Stated task:
Reproduce, word for word, the part of the records that begins with the line containing "task: segment the parked vehicle" and ends with the line containing "217], [79, 222]]", with both of those lines included.

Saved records
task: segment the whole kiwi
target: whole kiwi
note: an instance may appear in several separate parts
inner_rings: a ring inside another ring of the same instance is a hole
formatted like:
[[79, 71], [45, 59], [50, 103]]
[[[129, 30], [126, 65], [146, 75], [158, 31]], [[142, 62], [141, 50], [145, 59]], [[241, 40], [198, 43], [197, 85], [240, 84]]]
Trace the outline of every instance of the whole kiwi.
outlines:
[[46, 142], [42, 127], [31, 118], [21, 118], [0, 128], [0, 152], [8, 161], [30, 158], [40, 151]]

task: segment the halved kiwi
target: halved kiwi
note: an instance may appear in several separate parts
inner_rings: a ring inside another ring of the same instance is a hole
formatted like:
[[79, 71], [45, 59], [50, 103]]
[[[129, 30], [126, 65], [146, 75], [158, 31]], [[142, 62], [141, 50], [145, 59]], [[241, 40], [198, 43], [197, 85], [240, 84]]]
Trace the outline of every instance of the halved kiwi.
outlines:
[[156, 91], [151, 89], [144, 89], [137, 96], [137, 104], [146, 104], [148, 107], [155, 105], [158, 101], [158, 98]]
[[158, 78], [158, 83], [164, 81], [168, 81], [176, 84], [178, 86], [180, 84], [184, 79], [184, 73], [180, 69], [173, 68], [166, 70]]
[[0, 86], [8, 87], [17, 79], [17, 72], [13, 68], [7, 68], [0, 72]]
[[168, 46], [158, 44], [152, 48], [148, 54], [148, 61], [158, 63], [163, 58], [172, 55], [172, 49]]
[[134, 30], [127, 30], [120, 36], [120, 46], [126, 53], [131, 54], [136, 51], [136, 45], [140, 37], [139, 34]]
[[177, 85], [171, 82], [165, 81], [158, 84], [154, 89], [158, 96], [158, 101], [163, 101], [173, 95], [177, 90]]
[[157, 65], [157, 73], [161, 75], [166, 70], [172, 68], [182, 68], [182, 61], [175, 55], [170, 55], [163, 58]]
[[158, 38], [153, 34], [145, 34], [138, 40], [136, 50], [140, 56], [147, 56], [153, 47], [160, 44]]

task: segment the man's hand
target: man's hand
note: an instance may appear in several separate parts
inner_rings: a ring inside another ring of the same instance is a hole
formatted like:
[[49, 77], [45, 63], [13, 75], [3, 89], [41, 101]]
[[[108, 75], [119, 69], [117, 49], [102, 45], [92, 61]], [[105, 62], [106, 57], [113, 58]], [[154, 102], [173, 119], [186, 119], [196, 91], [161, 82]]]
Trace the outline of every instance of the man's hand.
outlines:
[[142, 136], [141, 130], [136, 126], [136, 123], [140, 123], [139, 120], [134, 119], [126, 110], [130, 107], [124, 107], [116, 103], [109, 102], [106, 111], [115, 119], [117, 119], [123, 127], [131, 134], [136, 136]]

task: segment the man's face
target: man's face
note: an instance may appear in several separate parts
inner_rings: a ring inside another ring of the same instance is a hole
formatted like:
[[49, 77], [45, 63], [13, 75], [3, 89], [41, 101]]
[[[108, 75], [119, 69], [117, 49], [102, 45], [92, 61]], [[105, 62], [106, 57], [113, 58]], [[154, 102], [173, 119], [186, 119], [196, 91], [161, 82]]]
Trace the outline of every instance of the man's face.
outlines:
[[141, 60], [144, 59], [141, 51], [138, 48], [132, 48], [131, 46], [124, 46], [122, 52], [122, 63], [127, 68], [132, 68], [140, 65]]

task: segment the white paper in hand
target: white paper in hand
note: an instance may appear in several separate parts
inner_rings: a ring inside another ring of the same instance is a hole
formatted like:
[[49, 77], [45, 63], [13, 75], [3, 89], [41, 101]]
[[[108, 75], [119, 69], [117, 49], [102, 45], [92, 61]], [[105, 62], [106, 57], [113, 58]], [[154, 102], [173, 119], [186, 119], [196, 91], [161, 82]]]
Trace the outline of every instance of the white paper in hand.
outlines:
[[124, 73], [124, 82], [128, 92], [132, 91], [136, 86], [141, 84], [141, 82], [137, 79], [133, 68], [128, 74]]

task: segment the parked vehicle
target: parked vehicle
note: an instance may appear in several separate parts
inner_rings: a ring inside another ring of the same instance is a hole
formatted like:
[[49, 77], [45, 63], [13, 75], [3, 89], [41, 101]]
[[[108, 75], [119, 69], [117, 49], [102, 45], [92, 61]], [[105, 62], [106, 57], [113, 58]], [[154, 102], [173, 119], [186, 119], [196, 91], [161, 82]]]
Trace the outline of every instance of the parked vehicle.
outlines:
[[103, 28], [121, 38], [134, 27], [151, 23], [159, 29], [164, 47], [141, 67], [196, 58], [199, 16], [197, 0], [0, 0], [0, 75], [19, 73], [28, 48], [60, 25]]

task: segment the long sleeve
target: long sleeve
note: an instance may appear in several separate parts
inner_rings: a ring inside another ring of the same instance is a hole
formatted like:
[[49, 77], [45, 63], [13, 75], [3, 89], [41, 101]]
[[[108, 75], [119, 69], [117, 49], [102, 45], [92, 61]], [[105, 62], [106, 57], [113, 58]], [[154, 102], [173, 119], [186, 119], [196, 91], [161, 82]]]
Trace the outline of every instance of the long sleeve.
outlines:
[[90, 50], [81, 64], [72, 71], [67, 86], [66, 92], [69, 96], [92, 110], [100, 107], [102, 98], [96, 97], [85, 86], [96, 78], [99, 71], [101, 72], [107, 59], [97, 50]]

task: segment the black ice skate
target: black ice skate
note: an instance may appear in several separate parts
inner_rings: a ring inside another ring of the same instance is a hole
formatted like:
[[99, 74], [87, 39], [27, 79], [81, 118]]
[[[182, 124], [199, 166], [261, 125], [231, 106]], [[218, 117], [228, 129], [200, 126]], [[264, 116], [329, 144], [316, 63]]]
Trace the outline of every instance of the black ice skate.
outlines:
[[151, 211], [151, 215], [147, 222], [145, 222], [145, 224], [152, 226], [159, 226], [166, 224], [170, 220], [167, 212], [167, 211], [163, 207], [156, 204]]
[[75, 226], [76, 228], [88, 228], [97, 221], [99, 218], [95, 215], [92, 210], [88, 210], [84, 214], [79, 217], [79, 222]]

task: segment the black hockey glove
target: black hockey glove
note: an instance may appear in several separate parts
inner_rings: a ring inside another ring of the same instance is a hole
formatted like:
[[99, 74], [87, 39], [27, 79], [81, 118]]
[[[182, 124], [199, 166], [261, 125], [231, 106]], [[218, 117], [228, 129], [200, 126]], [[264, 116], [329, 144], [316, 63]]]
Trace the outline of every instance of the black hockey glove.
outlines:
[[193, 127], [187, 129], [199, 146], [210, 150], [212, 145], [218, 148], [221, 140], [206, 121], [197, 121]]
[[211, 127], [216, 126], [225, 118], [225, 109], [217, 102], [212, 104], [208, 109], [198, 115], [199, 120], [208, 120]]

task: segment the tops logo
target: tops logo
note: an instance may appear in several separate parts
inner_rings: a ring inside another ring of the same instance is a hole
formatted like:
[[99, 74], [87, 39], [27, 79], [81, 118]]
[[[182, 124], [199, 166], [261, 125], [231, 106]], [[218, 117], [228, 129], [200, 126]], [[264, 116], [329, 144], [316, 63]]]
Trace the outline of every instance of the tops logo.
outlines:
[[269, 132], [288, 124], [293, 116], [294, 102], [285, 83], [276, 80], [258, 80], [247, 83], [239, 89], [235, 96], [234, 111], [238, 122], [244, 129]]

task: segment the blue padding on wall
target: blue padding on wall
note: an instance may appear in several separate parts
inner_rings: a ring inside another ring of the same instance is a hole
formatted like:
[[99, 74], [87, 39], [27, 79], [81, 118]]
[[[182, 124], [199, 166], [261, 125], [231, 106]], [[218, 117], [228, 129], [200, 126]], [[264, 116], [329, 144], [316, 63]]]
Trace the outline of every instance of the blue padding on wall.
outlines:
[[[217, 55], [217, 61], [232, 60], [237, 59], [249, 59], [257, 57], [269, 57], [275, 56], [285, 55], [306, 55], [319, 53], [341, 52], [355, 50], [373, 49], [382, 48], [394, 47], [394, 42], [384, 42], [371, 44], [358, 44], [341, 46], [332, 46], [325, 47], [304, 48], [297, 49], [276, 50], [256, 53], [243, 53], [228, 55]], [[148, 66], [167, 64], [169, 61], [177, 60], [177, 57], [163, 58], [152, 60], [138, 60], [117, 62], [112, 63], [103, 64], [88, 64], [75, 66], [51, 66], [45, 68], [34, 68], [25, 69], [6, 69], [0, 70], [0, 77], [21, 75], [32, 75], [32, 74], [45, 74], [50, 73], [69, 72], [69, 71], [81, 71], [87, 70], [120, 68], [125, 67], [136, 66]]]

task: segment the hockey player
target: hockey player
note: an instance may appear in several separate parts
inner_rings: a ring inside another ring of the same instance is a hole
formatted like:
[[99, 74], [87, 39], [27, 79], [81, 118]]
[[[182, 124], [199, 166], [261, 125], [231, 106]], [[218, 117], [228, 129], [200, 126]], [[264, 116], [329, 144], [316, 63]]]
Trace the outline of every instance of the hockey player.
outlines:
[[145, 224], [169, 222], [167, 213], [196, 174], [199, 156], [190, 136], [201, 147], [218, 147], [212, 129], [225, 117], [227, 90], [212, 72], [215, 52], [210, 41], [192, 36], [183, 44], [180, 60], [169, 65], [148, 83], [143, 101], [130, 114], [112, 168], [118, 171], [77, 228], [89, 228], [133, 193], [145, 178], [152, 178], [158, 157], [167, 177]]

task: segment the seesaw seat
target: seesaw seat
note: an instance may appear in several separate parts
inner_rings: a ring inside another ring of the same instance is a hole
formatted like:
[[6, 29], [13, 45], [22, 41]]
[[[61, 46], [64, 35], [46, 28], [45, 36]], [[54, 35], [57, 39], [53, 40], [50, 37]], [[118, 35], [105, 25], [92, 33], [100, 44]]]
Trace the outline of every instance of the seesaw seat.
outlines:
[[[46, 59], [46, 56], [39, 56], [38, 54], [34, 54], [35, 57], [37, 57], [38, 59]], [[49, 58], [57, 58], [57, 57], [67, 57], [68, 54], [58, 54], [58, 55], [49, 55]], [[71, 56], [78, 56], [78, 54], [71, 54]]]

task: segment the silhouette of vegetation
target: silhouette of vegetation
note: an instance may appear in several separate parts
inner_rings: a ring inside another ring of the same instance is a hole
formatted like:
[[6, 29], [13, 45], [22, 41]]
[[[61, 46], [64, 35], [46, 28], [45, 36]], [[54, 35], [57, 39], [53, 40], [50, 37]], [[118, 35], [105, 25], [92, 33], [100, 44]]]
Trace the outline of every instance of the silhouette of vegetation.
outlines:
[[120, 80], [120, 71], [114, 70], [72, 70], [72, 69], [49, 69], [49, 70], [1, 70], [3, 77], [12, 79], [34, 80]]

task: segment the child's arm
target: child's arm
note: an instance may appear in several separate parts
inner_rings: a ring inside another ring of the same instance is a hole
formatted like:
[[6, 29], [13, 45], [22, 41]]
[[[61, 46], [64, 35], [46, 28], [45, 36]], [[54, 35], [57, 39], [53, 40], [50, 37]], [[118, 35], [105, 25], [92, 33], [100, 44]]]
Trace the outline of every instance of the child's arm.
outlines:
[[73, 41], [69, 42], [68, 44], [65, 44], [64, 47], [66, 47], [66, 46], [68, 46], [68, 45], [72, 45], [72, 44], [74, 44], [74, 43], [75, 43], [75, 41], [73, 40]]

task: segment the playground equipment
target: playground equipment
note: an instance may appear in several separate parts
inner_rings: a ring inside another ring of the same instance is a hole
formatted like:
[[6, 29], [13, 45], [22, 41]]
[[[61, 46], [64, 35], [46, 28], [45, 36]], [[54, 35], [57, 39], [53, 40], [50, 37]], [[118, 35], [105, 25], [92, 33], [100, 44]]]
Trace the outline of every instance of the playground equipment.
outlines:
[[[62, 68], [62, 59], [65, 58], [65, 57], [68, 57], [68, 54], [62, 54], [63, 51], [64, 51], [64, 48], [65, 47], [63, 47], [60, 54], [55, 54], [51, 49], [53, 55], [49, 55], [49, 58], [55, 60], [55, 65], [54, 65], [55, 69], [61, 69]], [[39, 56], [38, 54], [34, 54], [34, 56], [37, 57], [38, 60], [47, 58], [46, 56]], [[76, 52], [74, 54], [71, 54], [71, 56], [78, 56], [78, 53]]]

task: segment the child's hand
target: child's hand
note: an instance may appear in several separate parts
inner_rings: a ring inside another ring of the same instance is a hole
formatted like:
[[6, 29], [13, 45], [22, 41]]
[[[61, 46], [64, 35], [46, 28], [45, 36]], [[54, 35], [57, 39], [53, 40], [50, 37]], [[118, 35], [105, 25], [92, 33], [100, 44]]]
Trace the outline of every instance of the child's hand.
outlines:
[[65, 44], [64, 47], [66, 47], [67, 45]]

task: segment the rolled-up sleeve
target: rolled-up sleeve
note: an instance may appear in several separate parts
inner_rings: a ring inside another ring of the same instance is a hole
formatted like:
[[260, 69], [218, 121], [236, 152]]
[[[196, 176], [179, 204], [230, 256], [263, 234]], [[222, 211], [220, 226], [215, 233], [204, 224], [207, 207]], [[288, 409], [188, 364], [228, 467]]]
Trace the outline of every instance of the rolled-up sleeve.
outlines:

Exercise answer:
task: segment the parked vehicle
target: parked vehicle
note: an instance may appear in several separate parts
inner_rings: a ring inside another ring of the same instance is a hole
formatted like:
[[49, 77], [45, 63], [13, 75], [3, 89], [41, 101]]
[[[108, 75], [119, 69], [117, 49], [102, 45], [92, 61]], [[105, 62], [106, 57], [113, 58]], [[154, 102], [173, 119], [186, 119], [196, 91], [161, 82]]]
Trace the outline of every instance of the parked vehicle.
outlines:
[[103, 28], [121, 38], [134, 27], [151, 23], [159, 29], [164, 47], [141, 67], [196, 58], [199, 16], [197, 0], [0, 0], [0, 75], [19, 73], [28, 48], [60, 25]]

task: segment the long sleeve
target: long sleeve
note: an instance may appear in several separate parts
inner_rings: a ring inside another ring of the same instance is a hole
formatted like:
[[49, 77], [45, 63], [13, 75], [3, 89], [41, 101]]
[[[108, 75], [119, 69], [117, 49], [102, 45], [92, 61]], [[105, 62], [106, 57], [113, 58]], [[154, 102], [173, 119], [186, 119], [196, 91], [161, 82]]]
Trace the outline of every instance of the long sleeve.
outlines:
[[90, 50], [81, 64], [72, 71], [67, 86], [66, 92], [69, 96], [92, 110], [100, 107], [102, 98], [96, 97], [85, 86], [96, 78], [99, 71], [101, 72], [107, 59], [97, 50]]

task: segment the black ice skate
target: black ice skate
note: an instance may appear in several separate parts
inner_rings: a ring inside another ring of the same instance is a hole
formatted like:
[[99, 74], [87, 39], [27, 79], [81, 118]]
[[[182, 124], [199, 166], [261, 125], [231, 106]], [[218, 117], [228, 129], [200, 126]], [[264, 116], [329, 144], [316, 63]]]
Trace the outline of every instance of the black ice skate.
outlines:
[[151, 211], [151, 215], [147, 222], [145, 222], [145, 224], [152, 226], [159, 226], [166, 224], [170, 220], [167, 212], [167, 211], [163, 207], [156, 204]]
[[75, 226], [76, 228], [88, 228], [97, 221], [99, 218], [95, 215], [92, 210], [88, 210], [84, 214], [79, 217], [79, 222]]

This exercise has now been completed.